— Listed records —
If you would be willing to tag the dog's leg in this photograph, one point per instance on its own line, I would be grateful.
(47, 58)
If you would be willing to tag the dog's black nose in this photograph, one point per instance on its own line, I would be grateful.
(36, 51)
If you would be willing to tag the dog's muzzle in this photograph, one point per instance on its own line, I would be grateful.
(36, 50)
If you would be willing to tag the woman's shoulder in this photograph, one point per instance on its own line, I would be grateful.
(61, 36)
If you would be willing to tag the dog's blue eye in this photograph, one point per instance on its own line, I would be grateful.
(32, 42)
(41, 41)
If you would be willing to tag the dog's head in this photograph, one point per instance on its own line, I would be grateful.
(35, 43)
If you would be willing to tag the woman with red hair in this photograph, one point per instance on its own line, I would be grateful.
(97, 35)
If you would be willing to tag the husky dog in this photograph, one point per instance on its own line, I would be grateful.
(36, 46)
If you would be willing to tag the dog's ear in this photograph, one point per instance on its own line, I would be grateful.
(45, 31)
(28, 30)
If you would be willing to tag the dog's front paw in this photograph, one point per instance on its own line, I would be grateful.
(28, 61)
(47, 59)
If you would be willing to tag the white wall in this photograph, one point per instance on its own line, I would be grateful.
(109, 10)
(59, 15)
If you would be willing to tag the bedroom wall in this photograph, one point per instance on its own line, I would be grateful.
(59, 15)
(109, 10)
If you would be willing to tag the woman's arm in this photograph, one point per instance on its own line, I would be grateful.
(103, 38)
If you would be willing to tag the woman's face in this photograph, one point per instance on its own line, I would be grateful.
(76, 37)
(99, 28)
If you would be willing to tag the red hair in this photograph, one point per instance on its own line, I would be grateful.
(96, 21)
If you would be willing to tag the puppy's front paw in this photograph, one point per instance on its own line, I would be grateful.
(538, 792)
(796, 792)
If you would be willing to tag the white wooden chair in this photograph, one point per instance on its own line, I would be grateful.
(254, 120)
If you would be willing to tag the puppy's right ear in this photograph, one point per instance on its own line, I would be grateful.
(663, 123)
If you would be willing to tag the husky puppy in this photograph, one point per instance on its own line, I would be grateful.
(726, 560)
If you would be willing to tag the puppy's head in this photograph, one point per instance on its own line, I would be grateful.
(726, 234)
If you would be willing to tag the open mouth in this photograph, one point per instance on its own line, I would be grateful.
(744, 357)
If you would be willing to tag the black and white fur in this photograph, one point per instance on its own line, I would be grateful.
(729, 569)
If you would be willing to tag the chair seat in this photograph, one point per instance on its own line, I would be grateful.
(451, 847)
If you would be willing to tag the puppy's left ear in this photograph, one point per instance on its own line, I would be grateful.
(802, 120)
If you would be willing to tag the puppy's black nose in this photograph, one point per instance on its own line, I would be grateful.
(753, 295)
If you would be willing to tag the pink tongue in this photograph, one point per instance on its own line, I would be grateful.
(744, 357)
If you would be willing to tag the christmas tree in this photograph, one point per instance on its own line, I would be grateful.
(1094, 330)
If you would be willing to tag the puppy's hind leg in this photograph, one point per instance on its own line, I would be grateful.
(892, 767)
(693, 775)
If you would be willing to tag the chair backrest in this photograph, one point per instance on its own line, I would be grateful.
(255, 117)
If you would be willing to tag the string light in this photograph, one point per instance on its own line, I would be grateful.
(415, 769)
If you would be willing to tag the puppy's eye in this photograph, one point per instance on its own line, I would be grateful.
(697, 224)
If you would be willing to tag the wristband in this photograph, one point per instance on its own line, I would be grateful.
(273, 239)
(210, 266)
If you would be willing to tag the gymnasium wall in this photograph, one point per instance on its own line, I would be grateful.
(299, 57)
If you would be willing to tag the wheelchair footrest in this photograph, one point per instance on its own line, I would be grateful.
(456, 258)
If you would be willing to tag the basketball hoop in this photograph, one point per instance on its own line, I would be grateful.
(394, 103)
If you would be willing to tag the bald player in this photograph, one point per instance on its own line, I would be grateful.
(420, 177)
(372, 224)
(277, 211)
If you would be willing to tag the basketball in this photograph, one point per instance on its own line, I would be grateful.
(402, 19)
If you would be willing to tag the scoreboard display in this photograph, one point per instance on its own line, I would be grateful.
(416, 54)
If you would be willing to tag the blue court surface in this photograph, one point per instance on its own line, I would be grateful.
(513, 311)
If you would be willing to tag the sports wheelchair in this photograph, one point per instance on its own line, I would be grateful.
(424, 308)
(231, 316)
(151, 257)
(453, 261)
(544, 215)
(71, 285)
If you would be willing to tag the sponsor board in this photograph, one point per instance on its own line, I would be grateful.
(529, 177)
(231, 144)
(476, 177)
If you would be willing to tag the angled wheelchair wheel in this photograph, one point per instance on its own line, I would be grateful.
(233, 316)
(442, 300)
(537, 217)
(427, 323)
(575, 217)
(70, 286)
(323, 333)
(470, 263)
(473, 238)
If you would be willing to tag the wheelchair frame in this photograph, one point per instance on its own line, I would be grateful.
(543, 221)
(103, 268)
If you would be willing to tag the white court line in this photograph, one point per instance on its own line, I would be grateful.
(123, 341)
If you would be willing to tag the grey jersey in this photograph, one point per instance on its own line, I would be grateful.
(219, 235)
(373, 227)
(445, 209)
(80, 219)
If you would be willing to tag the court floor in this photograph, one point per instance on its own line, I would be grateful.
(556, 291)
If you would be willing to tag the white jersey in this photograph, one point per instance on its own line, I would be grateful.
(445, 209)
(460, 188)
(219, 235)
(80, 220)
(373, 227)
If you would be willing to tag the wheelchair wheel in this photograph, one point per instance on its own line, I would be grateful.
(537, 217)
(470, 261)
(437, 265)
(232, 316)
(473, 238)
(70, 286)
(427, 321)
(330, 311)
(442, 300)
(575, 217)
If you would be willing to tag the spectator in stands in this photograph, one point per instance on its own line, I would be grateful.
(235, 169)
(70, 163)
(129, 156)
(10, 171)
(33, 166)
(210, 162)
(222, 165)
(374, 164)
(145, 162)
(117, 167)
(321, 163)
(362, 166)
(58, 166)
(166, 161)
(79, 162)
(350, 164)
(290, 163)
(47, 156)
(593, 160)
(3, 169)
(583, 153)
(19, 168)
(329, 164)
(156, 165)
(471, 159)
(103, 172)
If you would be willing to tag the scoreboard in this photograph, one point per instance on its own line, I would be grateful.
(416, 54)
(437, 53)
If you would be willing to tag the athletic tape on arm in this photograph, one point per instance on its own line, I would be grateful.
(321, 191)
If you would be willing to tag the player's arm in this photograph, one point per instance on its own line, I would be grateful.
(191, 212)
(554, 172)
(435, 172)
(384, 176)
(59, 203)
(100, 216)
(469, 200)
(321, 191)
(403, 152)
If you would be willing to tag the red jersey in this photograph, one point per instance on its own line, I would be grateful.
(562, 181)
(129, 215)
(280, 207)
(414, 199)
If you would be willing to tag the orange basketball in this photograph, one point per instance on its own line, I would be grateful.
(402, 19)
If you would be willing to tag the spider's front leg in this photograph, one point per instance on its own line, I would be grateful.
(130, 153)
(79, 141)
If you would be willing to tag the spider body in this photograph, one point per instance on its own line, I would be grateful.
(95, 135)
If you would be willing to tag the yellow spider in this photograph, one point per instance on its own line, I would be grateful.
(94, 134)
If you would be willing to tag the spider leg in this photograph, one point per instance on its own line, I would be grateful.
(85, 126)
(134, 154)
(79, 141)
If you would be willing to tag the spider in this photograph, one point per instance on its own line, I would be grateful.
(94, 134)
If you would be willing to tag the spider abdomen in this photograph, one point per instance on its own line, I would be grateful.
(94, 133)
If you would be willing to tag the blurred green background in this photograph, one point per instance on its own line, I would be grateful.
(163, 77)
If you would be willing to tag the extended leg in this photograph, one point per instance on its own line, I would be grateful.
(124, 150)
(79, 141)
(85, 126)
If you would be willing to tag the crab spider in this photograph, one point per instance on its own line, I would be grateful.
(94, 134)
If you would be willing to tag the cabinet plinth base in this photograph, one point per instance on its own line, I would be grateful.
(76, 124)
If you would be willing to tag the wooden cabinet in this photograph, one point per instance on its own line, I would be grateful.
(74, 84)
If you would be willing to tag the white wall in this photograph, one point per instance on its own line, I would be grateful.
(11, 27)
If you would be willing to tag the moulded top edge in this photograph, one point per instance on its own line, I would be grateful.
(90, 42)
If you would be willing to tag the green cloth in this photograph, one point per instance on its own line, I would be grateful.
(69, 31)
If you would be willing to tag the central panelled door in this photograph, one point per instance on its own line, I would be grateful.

— Set problem —
Starting with the line containing "If you would be willing to tag the moulded" and going on through the end of the data, write those lines out again, swapping "green cloth" for "blue cloth" and leaving everything else the same.

— Response for this exercise —
If you would be willing to tag the moulded top edge in this photograph, one point per instance on its own line, I would be grateful.
(90, 42)
If you would be willing to tag the blue cloth in this photograph, one point per instance on its own line, I would be grateful.
(69, 31)
If you would be willing to tag the central panelled door in this photograph, one point per instance on its own line, I would be grateful.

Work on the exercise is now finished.